Text extract:
--------------------------------------------------
Flavored with white wine, garlic and thyme, this Mushroom Risotto recipe is rich, creamy and packed with plenty of wild mushroom flavor.
A few years ago, I shared this delicious Wild Mushroom and Mascarpone Risotto; however, that recipe requires the use of a special piece of equipment. This Mushroom Risotto recipe varies in flavor a bit, and no special equipment is needed.
Prepared on the stovetop, my Mushroom Risotto is infused with dried mushrooms that have been rehydrated (plus their soaking liquid) and a golden mix of roasted mushrooms. Each bite is savory and earthy with plenty of creaminess from the rice, butter and Parmesan cheese. This is a must-try for anyone who loves mushrooms. Continue reading for the recipe.
I used a mix of cremini, shiitake and maitake mushrooms here. Maitakes are actually one of my favorite mushrooms to cook with, because they really have such an intense, meaty flavor.
But don’t worry if you can’t find this specific blend of mushrooms at the market. I’ve made this Mushroom Risotto before with just all cremini mushrooms, and it was still so delicious.
I should note that the use of dried mushrooms here is optional, but highly encouraged. I always like to keep some dried mushrooms in my pantry. They last forever, and can really add some great depth of flavor to a dish.
How to Make Mushroom Risotto
To make mushroom risotto, you start by roasting 1 pound of mushrooms with garlic and thyme until tender and golden. While those mushrooms are roasting, you steep 1 ounce of dried mushrooms in boiling water for 15 minutes. You then drain and chop the mushrooms, but reserve 1 cup of the soaking liquid. These two steps are what help make the risotto wonderfully mushroom-y.
Once the prep is done, you can dive into making the risotto. Bring a pot of chicken stock mixed with the mushroom soaking liquid to a simmer on a side burner and keep warm.
Meanwhile, cook onion, garlic and chopped thyme in olive oil and butter until tender. Stir in 1 cup of risotto rice (arborio used here), and let cook in the fat for 2 minutes. Deglaze with some dry white wine and let that completely cook off.
At this point, you start adding the chicken stock to the rice a ladleful at a time. With each addition, you need to stir the rice and let it completely absorb the liquid. This gradual process cooks the rice while coaxing out the starch to form a creamy sauce (without any cream!).
--------------------------------------------------
Short problem 1: Render each line of the listing below as one string in a JSON list, omitting any blank lines.

Entries provided:
--------------------------------------------------
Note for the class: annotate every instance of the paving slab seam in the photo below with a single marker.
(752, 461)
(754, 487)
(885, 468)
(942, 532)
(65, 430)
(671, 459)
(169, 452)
--------------------------------------------------
Short problem 2: Translate this sentence from the mushroom risotto recipe into Spanish: "I always like to keep some dried mushrooms in my pantry."

Written answer 1:
[
  "Note for the class: annotate every instance of the paving slab seam in the photo below with a single marker.",
  "(752, 461)",
  "(754, 487)",
  "(885, 468)",
  "(942, 532)",
  "(65, 430)",
  "(671, 459)",
  "(169, 452)"
]

Written answer 2: Siempre me gusta tener algunos hongos secos en mi despensa.